> _Brief_: Repeat the lines from the one containing "Placement rule: one point per instance of the distant mountain" through the one containing "column 458, row 459", inclusive, swapping "calm lake water" for "still lake water" and leaving everything else unchanged.

> _Entries shown_:
········
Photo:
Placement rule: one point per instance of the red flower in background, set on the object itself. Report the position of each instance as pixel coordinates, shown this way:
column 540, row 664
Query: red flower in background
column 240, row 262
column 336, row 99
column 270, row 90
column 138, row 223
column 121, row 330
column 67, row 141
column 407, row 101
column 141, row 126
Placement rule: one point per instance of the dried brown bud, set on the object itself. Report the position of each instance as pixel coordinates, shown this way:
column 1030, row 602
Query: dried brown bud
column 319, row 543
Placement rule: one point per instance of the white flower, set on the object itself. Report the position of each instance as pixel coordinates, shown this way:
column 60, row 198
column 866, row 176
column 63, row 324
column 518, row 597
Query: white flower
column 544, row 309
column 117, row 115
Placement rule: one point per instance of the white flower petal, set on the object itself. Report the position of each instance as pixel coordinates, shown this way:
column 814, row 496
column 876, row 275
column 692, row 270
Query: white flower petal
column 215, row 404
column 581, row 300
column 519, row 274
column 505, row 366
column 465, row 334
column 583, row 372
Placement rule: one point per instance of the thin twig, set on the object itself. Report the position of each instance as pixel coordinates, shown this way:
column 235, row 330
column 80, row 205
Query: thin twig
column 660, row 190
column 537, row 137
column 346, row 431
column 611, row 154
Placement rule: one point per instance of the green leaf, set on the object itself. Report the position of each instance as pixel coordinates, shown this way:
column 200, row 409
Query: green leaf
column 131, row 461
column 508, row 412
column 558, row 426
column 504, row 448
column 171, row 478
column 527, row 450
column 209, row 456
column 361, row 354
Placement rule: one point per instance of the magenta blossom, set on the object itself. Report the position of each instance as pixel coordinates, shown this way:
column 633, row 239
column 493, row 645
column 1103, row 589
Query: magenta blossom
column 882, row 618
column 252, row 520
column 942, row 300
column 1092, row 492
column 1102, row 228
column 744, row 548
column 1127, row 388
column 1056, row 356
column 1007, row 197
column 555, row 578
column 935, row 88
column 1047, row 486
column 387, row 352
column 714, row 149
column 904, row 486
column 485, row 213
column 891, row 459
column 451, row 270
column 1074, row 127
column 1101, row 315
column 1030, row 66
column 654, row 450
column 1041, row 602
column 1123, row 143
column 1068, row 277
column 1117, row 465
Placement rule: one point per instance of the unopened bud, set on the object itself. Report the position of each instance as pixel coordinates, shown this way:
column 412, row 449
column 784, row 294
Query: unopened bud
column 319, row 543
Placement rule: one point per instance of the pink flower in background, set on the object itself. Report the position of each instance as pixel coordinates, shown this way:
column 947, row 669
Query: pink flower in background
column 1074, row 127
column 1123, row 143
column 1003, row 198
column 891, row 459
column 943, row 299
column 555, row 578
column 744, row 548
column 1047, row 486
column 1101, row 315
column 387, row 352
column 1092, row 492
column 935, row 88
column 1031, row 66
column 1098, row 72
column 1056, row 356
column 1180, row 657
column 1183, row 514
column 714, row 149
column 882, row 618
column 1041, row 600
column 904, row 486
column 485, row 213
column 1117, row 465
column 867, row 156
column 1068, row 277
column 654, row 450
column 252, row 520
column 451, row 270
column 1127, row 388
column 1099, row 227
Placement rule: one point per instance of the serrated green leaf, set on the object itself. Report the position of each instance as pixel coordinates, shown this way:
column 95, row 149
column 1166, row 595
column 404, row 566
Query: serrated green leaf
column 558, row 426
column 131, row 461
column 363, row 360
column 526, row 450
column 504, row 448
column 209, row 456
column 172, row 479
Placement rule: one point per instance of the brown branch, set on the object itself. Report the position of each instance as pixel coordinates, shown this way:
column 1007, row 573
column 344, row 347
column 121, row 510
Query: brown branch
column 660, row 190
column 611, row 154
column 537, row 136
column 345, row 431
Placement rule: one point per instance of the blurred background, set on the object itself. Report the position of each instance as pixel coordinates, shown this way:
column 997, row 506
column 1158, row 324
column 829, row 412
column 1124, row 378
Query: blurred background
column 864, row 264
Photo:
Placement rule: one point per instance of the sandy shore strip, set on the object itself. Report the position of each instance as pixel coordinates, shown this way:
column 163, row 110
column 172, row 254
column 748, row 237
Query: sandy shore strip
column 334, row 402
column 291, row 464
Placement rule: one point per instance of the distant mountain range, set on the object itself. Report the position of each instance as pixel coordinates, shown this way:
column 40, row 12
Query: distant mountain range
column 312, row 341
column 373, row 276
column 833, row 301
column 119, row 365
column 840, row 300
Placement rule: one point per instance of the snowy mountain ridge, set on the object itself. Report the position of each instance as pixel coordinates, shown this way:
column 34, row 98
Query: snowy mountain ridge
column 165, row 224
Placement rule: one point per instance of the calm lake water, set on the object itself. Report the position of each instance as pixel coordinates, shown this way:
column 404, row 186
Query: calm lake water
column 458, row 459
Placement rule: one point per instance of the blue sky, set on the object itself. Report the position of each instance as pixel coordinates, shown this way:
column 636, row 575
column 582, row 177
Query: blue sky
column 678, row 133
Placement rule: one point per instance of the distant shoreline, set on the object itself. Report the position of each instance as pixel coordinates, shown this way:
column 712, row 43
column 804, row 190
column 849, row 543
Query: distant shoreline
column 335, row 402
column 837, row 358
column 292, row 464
········
> _Response below_:
Placement rule: one point per instance of the distant mountain range, set on the object itself. Report the position of each instance as pixel coordinates, shown this way:
column 40, row 12
Query: distant mountain range
column 312, row 341
column 373, row 276
column 833, row 301
column 119, row 365
column 840, row 300
Placement rule: one point per instance of the snowy mountain ridge, set on the object itself. Report the position of each instance as pixel coordinates, shown this way:
column 34, row 98
Query: snowy mountain ridge
column 165, row 224
Placement rule: one point per instance of the still lake water, set on the object itself. Report the position of each instance as pixel coordinates, shown this way:
column 404, row 186
Query: still lake water
column 458, row 459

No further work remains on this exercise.